## [Исходный текст]
+--
Сегодняшнее утро испорчено слезами и жалобами Лотти, считающей свою работу слишком тяжелой. В конце концов она потребовала повышение зарплаты, которое они с Нелли якобы запросто могут получить в другом месте. Я вышла из себя и велела ей в таком случае паковать вещи. Подошла Нелли в примирительном настроении, сожалея о вспышке Лотти, хотя и указывая на трудности, связанные с бесконечной уборкой нашей неопрятной типографии. Она намеревалась попросить прибавку в феврале — теперь зарплату повысили всем. Конечно, мы собирались доплачивать на еду, но в итоге просто пришлось. Мы были очень дружелюбны, ведь трудностей с деньгами нет, однако насмешки Л. показались мне неприятными. Я поручила Нелли выяснить истинную причину этого хамства, если таковая существует, и она ушла. Немного попечатав, я прогулялась у реки.
+--
## [Предоставленные материалы]
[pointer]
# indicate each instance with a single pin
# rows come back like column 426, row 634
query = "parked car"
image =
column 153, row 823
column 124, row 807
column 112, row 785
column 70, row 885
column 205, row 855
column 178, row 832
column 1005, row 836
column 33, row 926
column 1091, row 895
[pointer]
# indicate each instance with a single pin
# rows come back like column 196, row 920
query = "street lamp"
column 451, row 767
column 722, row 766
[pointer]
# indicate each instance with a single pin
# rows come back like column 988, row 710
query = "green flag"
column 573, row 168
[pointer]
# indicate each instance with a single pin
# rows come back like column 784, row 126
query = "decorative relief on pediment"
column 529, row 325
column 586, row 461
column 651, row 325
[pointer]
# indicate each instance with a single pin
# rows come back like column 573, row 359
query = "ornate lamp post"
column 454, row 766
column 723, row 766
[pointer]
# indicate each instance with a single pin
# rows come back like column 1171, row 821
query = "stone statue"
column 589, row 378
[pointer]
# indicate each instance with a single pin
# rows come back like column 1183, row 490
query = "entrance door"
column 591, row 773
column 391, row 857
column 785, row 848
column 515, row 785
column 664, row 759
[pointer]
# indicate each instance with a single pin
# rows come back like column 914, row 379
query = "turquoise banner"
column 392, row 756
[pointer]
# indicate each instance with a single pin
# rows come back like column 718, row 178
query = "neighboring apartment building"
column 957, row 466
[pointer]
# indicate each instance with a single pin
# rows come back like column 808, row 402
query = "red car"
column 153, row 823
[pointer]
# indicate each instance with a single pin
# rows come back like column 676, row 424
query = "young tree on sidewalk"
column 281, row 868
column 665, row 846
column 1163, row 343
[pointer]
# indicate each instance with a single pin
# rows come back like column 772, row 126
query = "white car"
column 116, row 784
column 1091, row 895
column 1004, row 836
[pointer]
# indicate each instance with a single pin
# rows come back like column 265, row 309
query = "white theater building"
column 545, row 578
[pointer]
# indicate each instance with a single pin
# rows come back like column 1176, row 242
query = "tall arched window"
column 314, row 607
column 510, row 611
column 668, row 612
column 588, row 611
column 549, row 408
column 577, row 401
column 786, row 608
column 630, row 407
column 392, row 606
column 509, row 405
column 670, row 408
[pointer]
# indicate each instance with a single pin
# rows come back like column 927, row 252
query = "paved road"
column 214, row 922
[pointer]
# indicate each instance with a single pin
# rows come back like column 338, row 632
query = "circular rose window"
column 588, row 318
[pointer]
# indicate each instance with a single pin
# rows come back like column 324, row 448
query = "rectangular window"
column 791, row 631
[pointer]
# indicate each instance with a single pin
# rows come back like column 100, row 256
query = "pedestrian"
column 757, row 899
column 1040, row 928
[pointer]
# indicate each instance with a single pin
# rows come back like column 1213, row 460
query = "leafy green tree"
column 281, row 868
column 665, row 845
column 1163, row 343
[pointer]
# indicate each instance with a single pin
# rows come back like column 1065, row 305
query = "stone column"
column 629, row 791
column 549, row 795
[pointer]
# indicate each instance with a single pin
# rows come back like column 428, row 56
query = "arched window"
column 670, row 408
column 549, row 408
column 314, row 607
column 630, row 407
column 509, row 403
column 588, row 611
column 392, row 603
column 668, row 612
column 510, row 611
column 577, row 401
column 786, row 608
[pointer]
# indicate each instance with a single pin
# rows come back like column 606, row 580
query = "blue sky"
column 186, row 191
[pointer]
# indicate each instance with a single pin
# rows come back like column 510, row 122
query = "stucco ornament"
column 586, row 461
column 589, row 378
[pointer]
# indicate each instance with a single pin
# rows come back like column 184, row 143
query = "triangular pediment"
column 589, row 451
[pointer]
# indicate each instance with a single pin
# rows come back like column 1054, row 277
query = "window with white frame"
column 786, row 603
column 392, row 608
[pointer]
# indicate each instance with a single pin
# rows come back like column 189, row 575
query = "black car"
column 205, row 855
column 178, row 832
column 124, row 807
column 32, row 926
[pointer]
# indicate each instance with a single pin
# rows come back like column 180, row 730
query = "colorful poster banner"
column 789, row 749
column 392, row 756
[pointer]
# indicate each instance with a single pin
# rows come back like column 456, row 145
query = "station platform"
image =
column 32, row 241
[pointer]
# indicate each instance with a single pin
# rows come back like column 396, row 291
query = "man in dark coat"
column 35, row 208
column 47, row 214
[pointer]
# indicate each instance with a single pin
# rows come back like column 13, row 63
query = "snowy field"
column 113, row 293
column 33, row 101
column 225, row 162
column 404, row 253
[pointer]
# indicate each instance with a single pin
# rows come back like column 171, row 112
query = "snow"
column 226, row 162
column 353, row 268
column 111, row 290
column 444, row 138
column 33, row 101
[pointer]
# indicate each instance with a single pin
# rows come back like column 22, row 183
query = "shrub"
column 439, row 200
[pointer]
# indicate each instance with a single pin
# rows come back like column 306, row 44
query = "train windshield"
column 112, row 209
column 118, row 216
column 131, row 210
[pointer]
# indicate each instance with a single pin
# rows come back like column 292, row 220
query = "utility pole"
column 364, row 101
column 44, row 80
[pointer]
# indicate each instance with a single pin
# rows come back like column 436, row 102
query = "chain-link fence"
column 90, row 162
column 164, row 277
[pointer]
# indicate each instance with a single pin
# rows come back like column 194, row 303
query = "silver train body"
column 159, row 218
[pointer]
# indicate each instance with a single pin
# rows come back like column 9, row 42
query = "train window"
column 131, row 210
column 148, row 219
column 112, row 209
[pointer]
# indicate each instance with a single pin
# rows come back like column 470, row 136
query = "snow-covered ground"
+--
## [Вопросы]
1. Ответьте по тексту на три вопроса:
(a) Чего в конце концов потребовала Лотти?
(b) В каком месяце Нелли намеревалась попросить прибавку?
(c) Где была прогулка после печатания?
2. Воспроизведите из текста без изменений всё от слов «Сегодняшнее утро испорчено» до слов «прогулялась у реки.» включительно.

## [Ответы к заданиям]
1.
(a) Повышения зарплаты.
(b) В феврале.
(c) У реки.

2.
Сегодняшнее утро испорчено слезами и жалобами Лотти, считающей свою работу слишком тяжелой. В конце концов она потребовала повышение зарплаты, которое они с Нелли якобы запросто могут получить в другом месте. Я вышла из себя и велела ей в таком случае паковать вещи. Подошла Нелли в примирительном настроении, сожалея о вспышке Лотти, хотя и указывая на трудности, связанные с бесконечной уборкой нашей неопрятной типографии. Она намеревалась попросить прибавку в феврале — теперь зарплату повысили всем. Конечно, мы собирались доплачивать на еду, но в итоге просто пришлось. Мы были очень дружелюбны, ведь трудностей с деньгами нет, однако насмешки Л. показались мне неприятными. Я поручила Нелли выяснить истинную причину этого хамства, если таковая существует, и она ушла. Немного попечатав, я прогулялась у реки.